Start of Source text
In Good Hands 2022 Movie Review
Melisa (Asli Enver) has five months to live, give or take a month. She walks out of the doctor’s office fresh with the bad news and stops. She closes her eyes and imagines herself on a beach looking pensively out upon the ocean. Compounding the tragedy is the fact that she and her six-year-old son Can (Mert Ege Ak) are inseparable. His father is out of the picture, although the boy treasures a photo of the three of them from years ago. She’s a single mother in a small Istanbul apartment, sharing a bedroom with the boy, a curtain separating their beds. She waits tables, and he sits quietly in the corner of the restaurant. They walk to school, and they briefly part, innately aware of where the other is on either side of a tall concrete wall; he runs back to her. She doesn’t make him go. Why should she? Their time together is short. Whatever her unspecified ailment is, it hasn’t taken a physical toll on her yet, and the kicker is, Can doesn’t know his mother is dying.
End of Source text
**Action item**.
Continue the review of the 2022 film In Good Hands, picking up after its final sentence.
Start of Provided material
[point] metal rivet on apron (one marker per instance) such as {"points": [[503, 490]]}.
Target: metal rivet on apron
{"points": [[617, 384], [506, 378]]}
End of Provided material
**Response area**.
But Melisa must face the inevitable. Fatos (Ezgi Senler) is her co-worker, close friend and confidant. She offers to take care of the boy after… you know. Melisa brushes off the offer for reasons unknown. Fatos scrolls through photos on a dating app, encouraging Melisa to maybe go hang out with a human male her own age for a change. Maybe it’s not a terrible idea, although it becomes one when Melisa wonders if she should start dating and maybe find someone to be Can’s guardian, which seems like a lot to ask of someone who’ll get a few months to acclimate to the situation and subsequently watch her cough a lot until she’s gone, but that’s just a consideration you or I might make, being logical people. We’re not sure if Melisa takes the notion seriously, but there it is, floating through the plot.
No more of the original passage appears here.